Finally, regarding the popularity of this paper, I am not sure why. I thought maybe it could be because (1) it is quite recent work, so maybe few people have had time to follow up with it, or (2) it is a very expensive algorithm because of the imputation step (I have some thoughts on how to speed up the imputation step, but they are not ready to share yet).

Please let me know if anything is unclear.

ddlau commented 3 years ago

It's very nice, thank you again and looking forward to!

matomatical commented 3 years ago

I have prepared and published my implementation of EDRL (along with CDRL and QDRL) in a Jupyter Notebook in this other repository. You may find the OptBasedImputer class interesting. The method 'opt' implements equation (7) and the method 'min' implements equation (8) from the EDRL paper. The class EDRLAgent puts this together into a learning algorithm.

Sorry that my code is pretty unclear, I did not write it with the intention of showing it to others, just to understand the algorithms myself. Please feel free to raise an issue at that repository if you have any questions about my implementation.

Prompt 1:
Copy the forum thread word for word, from "Finally, regarding the" up to and including "anything is unclear.".

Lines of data
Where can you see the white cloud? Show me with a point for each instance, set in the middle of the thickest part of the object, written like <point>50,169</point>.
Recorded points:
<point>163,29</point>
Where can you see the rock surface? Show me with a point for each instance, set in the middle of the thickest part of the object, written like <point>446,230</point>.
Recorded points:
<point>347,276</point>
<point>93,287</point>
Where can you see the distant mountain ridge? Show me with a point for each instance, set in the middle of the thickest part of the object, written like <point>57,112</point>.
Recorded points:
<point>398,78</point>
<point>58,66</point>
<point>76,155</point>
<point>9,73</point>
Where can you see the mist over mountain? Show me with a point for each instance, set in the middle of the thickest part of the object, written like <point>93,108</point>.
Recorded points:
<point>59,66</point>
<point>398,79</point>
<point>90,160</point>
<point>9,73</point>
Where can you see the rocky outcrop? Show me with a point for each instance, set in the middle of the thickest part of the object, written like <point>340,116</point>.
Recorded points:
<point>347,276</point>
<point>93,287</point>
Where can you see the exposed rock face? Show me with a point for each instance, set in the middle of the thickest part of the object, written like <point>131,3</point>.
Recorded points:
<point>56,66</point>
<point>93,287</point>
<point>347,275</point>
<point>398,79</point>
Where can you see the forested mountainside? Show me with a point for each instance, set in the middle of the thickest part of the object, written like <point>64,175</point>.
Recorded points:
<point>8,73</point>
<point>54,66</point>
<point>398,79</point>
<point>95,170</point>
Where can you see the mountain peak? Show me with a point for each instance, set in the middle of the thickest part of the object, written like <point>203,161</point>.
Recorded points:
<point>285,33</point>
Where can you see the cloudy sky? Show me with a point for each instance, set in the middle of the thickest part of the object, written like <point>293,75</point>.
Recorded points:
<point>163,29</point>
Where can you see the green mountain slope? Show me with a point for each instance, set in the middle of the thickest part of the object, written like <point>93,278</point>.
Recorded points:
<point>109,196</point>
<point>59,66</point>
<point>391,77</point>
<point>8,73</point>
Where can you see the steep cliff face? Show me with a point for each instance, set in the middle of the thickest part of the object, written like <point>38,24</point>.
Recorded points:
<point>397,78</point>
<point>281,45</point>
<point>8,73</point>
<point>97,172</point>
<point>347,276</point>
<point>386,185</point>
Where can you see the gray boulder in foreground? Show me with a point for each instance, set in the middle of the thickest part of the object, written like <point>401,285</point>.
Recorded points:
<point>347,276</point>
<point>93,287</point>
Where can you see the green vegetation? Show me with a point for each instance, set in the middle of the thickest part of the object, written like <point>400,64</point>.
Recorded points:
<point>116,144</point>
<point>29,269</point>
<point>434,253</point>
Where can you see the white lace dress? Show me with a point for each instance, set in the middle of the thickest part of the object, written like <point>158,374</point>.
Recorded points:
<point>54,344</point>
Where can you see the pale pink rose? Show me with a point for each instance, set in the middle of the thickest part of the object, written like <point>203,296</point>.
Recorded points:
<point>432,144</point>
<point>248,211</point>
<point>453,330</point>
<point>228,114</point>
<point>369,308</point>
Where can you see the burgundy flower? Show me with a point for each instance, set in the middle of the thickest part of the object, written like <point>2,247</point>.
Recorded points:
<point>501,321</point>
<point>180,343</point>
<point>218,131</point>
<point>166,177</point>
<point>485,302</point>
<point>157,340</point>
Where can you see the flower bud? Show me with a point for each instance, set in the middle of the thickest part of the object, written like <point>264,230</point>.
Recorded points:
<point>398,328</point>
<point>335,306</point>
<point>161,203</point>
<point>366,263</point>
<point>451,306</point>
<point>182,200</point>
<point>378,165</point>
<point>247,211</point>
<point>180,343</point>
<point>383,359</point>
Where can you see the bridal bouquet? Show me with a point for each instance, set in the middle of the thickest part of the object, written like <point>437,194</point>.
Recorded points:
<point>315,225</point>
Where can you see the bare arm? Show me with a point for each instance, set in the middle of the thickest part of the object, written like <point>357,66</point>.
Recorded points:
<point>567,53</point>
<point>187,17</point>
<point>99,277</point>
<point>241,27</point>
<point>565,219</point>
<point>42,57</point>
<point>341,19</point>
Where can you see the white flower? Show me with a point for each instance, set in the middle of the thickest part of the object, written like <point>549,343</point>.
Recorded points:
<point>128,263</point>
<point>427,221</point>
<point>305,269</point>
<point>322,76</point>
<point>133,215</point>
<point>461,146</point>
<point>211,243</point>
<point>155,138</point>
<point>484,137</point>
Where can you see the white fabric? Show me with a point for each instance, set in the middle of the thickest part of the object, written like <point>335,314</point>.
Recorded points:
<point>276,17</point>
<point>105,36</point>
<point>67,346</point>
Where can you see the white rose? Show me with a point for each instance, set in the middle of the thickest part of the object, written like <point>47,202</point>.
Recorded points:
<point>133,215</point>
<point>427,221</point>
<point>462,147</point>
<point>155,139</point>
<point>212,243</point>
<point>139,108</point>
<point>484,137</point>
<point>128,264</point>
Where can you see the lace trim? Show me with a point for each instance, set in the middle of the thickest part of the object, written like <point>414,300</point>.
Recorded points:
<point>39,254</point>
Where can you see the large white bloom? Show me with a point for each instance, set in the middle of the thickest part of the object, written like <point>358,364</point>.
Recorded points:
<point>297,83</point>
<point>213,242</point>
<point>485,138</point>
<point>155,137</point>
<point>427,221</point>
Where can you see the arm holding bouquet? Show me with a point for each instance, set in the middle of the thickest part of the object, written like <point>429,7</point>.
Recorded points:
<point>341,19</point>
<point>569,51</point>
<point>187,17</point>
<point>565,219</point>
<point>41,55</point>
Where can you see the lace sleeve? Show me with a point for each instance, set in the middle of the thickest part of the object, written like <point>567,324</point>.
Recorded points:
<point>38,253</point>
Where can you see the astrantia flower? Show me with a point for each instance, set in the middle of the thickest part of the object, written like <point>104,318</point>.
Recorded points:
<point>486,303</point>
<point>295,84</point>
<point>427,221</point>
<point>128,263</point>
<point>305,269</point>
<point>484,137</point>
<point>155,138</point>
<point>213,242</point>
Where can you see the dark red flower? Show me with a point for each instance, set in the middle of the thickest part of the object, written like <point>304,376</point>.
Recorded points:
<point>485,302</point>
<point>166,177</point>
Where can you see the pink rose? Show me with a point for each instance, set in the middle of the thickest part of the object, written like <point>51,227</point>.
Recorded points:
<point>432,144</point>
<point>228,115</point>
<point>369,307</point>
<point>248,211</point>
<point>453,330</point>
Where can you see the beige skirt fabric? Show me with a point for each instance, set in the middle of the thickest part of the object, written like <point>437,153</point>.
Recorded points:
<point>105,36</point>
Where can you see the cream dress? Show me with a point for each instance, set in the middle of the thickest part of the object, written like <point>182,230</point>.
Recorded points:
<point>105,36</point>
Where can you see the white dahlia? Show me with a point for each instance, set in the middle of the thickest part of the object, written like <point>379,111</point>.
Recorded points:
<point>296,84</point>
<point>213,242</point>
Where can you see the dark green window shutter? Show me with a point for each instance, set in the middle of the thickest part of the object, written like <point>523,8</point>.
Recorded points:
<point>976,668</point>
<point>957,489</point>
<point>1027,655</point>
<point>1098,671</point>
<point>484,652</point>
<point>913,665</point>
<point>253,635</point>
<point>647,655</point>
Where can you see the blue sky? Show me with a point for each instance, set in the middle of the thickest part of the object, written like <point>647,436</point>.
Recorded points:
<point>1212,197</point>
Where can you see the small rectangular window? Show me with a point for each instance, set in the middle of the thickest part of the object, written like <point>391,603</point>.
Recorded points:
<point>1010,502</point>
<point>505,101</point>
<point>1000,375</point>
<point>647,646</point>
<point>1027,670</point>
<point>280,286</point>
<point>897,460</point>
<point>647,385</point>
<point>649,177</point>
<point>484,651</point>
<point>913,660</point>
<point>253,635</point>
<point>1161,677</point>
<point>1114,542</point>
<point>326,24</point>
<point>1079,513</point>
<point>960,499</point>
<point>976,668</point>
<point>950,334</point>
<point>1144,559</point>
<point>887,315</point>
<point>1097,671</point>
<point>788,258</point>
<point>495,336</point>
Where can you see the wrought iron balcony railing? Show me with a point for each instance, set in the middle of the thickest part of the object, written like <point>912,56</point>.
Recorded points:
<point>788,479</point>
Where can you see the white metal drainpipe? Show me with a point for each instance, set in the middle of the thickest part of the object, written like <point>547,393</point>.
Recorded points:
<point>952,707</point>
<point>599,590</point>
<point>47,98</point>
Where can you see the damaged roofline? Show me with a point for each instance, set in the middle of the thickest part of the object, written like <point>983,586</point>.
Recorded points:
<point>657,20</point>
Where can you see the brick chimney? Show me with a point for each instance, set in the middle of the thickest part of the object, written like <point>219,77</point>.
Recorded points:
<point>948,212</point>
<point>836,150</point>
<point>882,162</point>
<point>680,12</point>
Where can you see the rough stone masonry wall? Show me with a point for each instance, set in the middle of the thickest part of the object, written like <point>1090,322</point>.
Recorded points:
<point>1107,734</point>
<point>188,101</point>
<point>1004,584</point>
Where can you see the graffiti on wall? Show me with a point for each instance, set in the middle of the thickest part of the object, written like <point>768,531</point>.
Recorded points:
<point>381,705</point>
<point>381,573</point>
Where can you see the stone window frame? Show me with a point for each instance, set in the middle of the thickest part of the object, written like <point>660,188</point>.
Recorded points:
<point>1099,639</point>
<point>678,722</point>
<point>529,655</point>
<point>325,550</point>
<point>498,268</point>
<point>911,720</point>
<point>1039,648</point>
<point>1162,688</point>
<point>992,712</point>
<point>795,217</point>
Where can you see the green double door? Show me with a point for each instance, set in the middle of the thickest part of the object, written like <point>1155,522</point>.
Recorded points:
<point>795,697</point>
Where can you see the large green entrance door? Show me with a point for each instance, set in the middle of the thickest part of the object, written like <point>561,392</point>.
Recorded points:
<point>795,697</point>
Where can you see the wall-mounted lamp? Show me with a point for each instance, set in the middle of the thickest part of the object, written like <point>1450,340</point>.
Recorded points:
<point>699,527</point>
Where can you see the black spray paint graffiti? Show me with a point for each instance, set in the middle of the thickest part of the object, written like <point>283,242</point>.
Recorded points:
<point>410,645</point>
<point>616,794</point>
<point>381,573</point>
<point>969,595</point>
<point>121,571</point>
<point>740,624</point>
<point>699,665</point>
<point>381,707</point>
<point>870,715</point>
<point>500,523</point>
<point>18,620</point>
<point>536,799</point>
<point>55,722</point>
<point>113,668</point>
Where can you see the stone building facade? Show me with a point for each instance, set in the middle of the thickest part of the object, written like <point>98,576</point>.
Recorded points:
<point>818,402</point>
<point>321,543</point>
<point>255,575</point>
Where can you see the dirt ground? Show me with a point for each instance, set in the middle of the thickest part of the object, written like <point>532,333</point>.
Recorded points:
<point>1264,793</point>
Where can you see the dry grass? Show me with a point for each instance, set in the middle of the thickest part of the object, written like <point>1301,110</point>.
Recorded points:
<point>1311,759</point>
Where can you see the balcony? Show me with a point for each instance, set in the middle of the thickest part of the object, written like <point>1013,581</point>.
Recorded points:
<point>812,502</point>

Prompt 2:
Format the records from the line with "Where can you see the white rose?" up to and including the line with "<point>39,254</point>" as a two-column CSV with the headers request and answer, one row per request. Put each request's text and its answer in their own quoted field, with line breaks replaced by spaces.

Full output 1:
Finally, regarding the popularity of this paper, I am not sure why. I thought maybe it could be because (1) it is quite recent work, so maybe few people have had time to follow up with it, or (2) it is a very expensive algorithm because of the imputation step (I have some thoughts on how to speed up the imputation step, but they are not ready to share yet).

Please let me know if anything is unclear.

Full output 2:
request,answer
"Where can you see the white rose? Show me with a point for each instance, set in the middle of the thickest part of the object, written like <point>47,202</point>. Recorded points:","<point>133,215</point> <point>427,221</point> <point>462,147</point> <point>155,139</point> <point>212,243</point> <point>139,108</point> <point>484,137</point> <point>128,264</point>"
"Where can you see the lace trim? Show me with a point for each instance, set in the middle of the thickest part of the object, written like <point>414,300</point>. Recorded points:","<point>39,254</point>"